Text for analysis:
==*==

See also: Direct primary care

Direct primary care is a healthcare model that has emerged as an alternative to the third-party insurance system. It is a retainer-based model, meaning that patients pay a flat fee—called a retainer—to their physician, covering all their primary care visits and services. Most direct primary care practices do not accept insurance.

Because direct primary care is a new model that has grown very quickly, in some states there is a lack of clarity on how they should be regulated. In many cases, direct primary care practices have been regulated under insurance laws as risk-bearing entities. To protect direct primary care practices from future liability, 17 states had enacted legislation clarifying that direct primary care is not subject to state insurance regulation as of April 22, 2016.

Electronic health records

See also: Electronic health records

Electronic health records (EHRs) are digital versions of patient medical files that can collect more comprehensive health histories from multiple providers than paper records. The federal government became a major proponent of EHRs when it enacted the HITECH Act in 2009, which established incentives and penalties for Medicare providers regarding EHR adoption. In 2013, 78 percent of physicians used some type of electronic health record (EHR) system, compared to only 18 percent in 2001.

==*==

(Dataset items)
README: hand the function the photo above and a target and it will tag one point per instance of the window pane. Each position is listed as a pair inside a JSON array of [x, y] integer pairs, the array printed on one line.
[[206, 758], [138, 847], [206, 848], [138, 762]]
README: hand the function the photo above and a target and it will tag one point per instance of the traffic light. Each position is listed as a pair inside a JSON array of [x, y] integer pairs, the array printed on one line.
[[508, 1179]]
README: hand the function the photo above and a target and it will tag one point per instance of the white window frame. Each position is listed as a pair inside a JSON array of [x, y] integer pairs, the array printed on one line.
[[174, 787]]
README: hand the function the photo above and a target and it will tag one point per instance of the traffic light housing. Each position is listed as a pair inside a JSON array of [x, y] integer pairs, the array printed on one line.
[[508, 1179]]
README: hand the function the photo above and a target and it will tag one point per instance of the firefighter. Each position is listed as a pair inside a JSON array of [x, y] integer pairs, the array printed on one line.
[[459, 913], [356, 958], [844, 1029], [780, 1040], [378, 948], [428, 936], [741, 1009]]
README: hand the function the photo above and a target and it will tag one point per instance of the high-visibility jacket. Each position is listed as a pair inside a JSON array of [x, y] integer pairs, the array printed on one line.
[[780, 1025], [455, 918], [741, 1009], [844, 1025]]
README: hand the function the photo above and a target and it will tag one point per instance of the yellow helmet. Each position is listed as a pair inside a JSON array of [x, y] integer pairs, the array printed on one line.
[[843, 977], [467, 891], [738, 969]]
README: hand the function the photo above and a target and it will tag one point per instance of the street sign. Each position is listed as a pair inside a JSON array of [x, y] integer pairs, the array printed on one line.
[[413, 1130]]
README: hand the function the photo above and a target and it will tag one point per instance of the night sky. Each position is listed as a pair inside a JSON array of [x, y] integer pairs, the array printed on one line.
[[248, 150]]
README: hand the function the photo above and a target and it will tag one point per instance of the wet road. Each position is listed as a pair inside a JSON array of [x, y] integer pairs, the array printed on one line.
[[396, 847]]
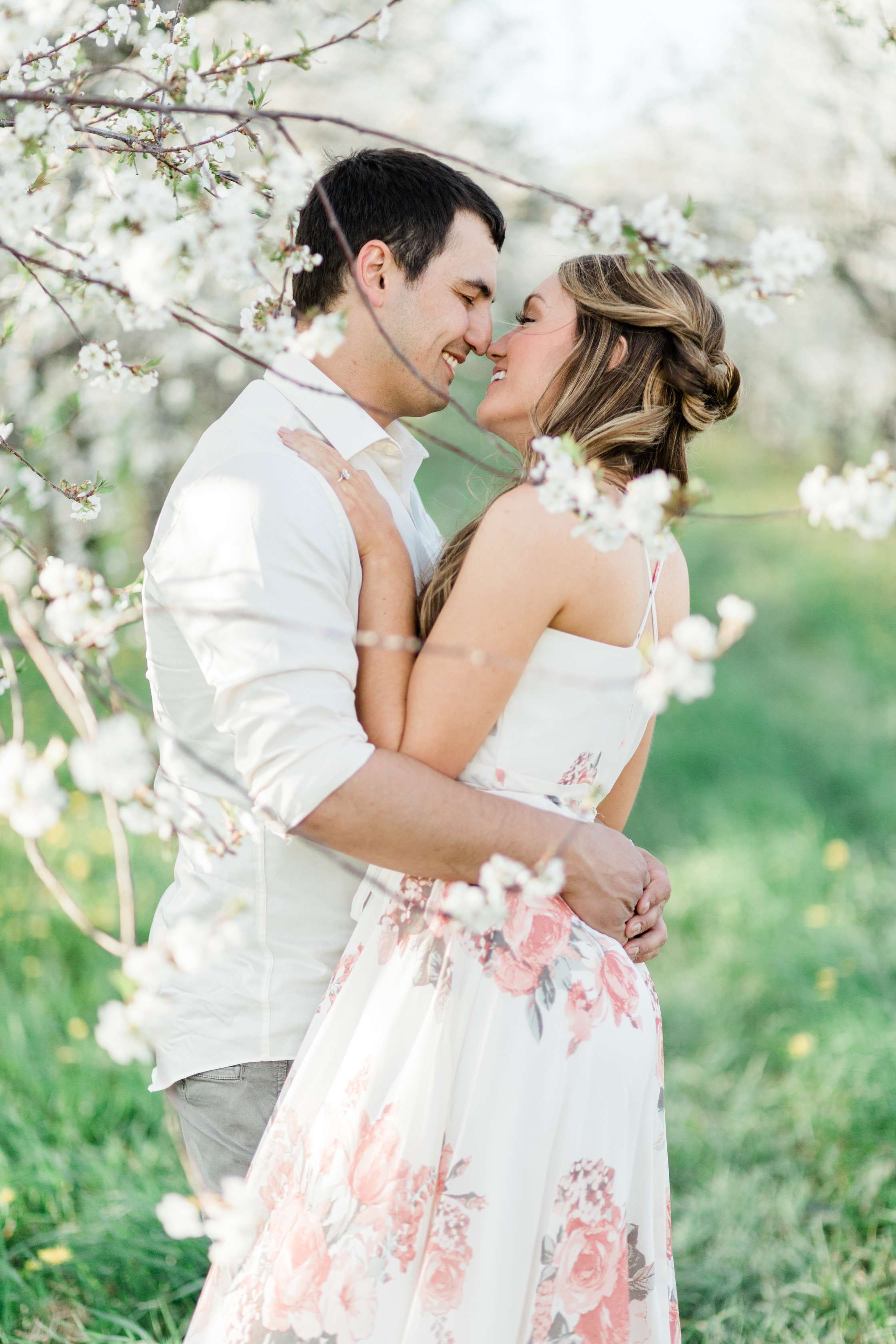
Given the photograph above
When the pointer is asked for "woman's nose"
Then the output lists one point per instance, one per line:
(498, 350)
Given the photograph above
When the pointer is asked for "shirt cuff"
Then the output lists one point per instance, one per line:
(296, 792)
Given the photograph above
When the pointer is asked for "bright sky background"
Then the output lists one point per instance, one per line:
(574, 72)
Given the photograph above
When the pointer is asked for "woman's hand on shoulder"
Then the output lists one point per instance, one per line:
(368, 514)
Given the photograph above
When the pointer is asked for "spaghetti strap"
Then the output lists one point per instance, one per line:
(653, 578)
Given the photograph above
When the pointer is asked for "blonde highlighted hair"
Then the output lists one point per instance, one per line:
(675, 381)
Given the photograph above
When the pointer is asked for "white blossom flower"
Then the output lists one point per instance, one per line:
(86, 508)
(102, 365)
(641, 510)
(324, 336)
(146, 819)
(188, 947)
(475, 908)
(306, 260)
(566, 484)
(179, 1217)
(566, 222)
(60, 578)
(675, 674)
(781, 257)
(82, 608)
(31, 122)
(863, 499)
(131, 1031)
(605, 226)
(737, 611)
(119, 22)
(291, 176)
(116, 761)
(486, 906)
(233, 1221)
(30, 796)
(696, 636)
(265, 334)
(663, 224)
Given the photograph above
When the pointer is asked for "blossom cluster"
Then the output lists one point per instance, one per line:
(132, 1030)
(486, 905)
(777, 262)
(82, 611)
(30, 796)
(232, 1220)
(569, 484)
(863, 499)
(683, 664)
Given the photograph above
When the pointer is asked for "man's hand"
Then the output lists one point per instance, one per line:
(617, 889)
(608, 878)
(647, 930)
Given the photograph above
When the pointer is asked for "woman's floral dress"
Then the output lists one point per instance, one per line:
(471, 1147)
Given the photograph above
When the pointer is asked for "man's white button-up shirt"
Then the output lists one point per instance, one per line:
(250, 596)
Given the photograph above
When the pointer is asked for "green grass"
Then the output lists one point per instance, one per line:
(782, 1168)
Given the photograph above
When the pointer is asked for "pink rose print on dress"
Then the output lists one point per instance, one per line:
(582, 1012)
(448, 1250)
(592, 1266)
(584, 769)
(348, 1300)
(621, 983)
(375, 1159)
(299, 1272)
(342, 974)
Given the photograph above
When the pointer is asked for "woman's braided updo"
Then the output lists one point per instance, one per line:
(675, 381)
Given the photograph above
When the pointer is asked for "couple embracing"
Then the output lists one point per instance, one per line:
(456, 1132)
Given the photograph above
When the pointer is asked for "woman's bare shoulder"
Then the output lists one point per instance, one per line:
(674, 590)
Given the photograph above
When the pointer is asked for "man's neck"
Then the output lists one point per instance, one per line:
(366, 384)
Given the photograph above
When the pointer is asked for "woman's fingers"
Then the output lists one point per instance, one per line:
(649, 944)
(314, 451)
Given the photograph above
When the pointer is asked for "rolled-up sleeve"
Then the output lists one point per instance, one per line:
(261, 574)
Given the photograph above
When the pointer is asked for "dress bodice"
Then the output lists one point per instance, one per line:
(573, 722)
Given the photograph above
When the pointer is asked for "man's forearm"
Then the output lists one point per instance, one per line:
(405, 816)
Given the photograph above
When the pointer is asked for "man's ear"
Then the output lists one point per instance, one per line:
(374, 266)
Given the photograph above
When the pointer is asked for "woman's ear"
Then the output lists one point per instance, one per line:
(620, 353)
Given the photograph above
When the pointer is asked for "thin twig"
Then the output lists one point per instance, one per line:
(743, 518)
(15, 693)
(68, 904)
(42, 659)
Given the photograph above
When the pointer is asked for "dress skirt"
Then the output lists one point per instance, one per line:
(469, 1150)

==*==

Your goal: Translate this sentence from the passage on direct primary care and electronic health records into Spanish: "Most direct primary care practices do not accept insurance."

Exercise answer: La mayoría de las consultas de atención primaria directa no aceptan seguros.